■ What is needed ■
Replace each "Target" with "Object" throughout the items below, leaving everything else unchanged.

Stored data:
● ● ● ●

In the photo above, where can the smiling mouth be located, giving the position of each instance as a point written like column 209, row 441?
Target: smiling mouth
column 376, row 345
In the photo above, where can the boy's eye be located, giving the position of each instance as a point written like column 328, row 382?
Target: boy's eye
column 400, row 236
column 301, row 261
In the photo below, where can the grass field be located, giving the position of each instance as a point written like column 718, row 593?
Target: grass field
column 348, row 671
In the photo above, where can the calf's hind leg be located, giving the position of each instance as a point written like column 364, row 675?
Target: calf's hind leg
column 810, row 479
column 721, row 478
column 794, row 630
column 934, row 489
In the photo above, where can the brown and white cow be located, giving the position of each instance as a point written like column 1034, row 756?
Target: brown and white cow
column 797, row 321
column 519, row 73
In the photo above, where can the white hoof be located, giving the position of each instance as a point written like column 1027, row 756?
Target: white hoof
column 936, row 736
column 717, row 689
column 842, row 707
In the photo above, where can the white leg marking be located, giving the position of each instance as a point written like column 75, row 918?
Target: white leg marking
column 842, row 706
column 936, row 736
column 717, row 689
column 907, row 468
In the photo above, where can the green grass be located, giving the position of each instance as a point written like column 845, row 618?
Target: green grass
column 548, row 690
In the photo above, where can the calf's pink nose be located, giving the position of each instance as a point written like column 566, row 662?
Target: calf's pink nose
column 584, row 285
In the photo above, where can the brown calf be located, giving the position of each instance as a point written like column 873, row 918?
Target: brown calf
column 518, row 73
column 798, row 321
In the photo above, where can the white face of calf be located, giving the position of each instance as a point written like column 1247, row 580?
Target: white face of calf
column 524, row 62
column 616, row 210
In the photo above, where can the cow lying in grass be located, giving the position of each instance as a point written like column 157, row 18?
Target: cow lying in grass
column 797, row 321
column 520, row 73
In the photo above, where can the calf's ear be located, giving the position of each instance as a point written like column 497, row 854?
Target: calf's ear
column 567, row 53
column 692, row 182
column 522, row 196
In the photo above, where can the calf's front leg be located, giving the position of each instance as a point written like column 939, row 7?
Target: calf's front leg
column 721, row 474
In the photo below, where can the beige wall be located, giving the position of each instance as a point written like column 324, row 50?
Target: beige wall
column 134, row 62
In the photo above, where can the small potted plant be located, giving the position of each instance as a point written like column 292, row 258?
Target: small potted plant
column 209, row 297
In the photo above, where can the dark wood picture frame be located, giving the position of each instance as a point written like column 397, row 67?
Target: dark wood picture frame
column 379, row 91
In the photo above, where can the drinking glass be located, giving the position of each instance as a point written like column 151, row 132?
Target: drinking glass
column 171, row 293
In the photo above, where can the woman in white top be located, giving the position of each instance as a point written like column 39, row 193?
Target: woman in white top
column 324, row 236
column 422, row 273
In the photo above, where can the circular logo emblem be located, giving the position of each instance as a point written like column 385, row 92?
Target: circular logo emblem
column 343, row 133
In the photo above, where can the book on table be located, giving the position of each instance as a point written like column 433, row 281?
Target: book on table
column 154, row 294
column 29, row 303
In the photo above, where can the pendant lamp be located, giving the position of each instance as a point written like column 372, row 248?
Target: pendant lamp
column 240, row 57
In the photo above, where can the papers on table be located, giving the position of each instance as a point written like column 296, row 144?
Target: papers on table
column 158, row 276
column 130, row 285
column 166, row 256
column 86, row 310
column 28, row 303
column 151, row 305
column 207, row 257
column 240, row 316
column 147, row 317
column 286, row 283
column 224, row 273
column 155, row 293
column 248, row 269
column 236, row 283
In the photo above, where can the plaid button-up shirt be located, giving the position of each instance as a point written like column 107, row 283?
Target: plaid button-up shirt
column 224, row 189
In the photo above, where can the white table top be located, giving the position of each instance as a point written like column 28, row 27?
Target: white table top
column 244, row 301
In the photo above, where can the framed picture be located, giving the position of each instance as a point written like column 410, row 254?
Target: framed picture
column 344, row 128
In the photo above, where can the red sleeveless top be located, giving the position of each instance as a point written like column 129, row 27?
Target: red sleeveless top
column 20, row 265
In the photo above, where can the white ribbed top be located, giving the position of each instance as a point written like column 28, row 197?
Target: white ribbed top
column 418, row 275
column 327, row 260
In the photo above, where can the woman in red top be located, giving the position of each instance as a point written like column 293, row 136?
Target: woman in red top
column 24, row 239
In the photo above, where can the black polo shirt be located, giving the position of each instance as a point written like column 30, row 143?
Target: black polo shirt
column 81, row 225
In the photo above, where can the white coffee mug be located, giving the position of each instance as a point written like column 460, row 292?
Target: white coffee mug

● ● ● ●

■ Full output ■
In the photo above, where can the smiling mouth be located, giving the position of each instance as a point written like column 209, row 441?
Object: smiling mouth
column 376, row 345
In the photo above, where can the boy's eye be located, giving the position of each instance as a point written like column 328, row 382?
Object: boy's eye
column 400, row 236
column 301, row 261
In the photo below, where can the grass field be located, giving the position of each instance as a point written like column 718, row 593?
Object: grass field
column 348, row 671
In the photo above, where can the calf's hind leg be located, giving the position of each instance as a point written like column 364, row 675?
Object: calf's hind leg
column 810, row 479
column 721, row 478
column 794, row 630
column 934, row 489
In the photo above, where can the brown and white cow be located, giving the position of each instance as a point written like column 1034, row 756?
Object: brown and white cow
column 797, row 321
column 519, row 73
In the photo above, where can the white hoof be located, giving the position of each instance as a point written like column 1027, row 756?
Object: white hoof
column 936, row 736
column 717, row 689
column 842, row 707
In the photo above, where can the white leg marking be located, giving the position of each instance as a point written like column 75, row 918?
Object: white leg marking
column 842, row 706
column 936, row 736
column 717, row 689
column 907, row 468
In the photo above, where can the green grass be located, giving the position of each instance as a point written like column 845, row 618?
Object: green grass
column 548, row 690
In the photo above, where can the calf's pink nose be located, giving the position of each instance as a point written like column 566, row 662?
Object: calf's pink nose
column 584, row 285
In the photo above, where can the brown calf be located, giving the position of each instance as a point written like column 873, row 918?
Object: brown calf
column 518, row 73
column 798, row 321
In the photo above, where can the white face of calf be located, giving the position of each instance as a point written like column 1247, row 580?
Object: white face of calf
column 524, row 62
column 616, row 210
In the photo above, where can the cow lying in grass be located, giving the position of each instance as a point written like column 157, row 18?
Object: cow lying in grass
column 797, row 321
column 520, row 73
In the photo above, where can the calf's ear be located, giving the position of each instance as a point written like column 497, row 854?
Object: calf's ear
column 567, row 53
column 692, row 182
column 522, row 196
In the photo above, where can the calf's front leg be located, giving the position of each instance as a point written like column 939, row 7?
Object: calf's front leg
column 721, row 474
In the photo below, where can the beige wall be located, giving the position of each instance as a point written like column 324, row 50?
Object: beige wall
column 134, row 62
In the photo above, where can the small potted plant be located, giving the position of each instance as a point written like column 292, row 258?
Object: small potted plant
column 209, row 297
In the photo above, where can the dark wood picture frame be located, giving the position of each instance as a point written like column 397, row 67?
Object: dark wood picture frame
column 379, row 91
In the photo above, where can the drinking glass be located, giving the position of each instance as a point written like column 151, row 132?
Object: drinking glass
column 171, row 293
In the photo above, where can the woman in white top be located, giving the position of each instance as a point written like column 39, row 193?
Object: woman in white top
column 324, row 236
column 422, row 273
In the photo above, where can the circular logo emblem be located, giving the position of each instance as a point written like column 385, row 92?
Object: circular logo emblem
column 343, row 133
In the photo above, where can the book on table be located, giving the position of each instance as a point written like column 433, row 281?
Object: book on table
column 154, row 294
column 29, row 303
In the photo above, where can the pendant lamp be located, giving the position of each instance as a point written like column 372, row 248?
Object: pendant lamp
column 240, row 57
In the photo above, where can the papers on table be located, giving the position of each instance as a point written like column 296, row 144?
Object: papers on table
column 158, row 276
column 130, row 285
column 166, row 256
column 86, row 310
column 28, row 303
column 151, row 305
column 207, row 257
column 240, row 316
column 147, row 317
column 286, row 283
column 224, row 273
column 155, row 293
column 248, row 269
column 236, row 283
In the photo above, where can the plaid button-up shirt be located, giving the position of each instance as a point written like column 107, row 283?
Object: plaid button-up shirt
column 224, row 189
In the photo above, where can the white table top be located, giving the position of each instance as a point written like column 28, row 27?
Object: white table top
column 244, row 301
In the photo above, where can the framed picture be located, giving the position of each instance as a point written like column 410, row 254?
Object: framed picture
column 344, row 128
In the photo above, where can the red sleeveless top be located, giving the position of each instance as a point written like column 129, row 27?
Object: red sleeveless top
column 20, row 265
In the photo above, where can the white ribbed top be located, giving the position of each instance as a point written like column 28, row 197?
Object: white ribbed top
column 418, row 275
column 327, row 260
In the photo above, where can the woman in red top be located, giving the position of each instance as a point written like column 293, row 136?
Object: woman in red top
column 24, row 239
In the photo above, where can the black polo shirt be located, giving the position of each instance as a point written like column 30, row 143?
Object: black polo shirt
column 81, row 225
In the photo above, where can the white coffee mug be located, giving the position of each instance as a point written like column 460, row 292?
Object: white coffee mug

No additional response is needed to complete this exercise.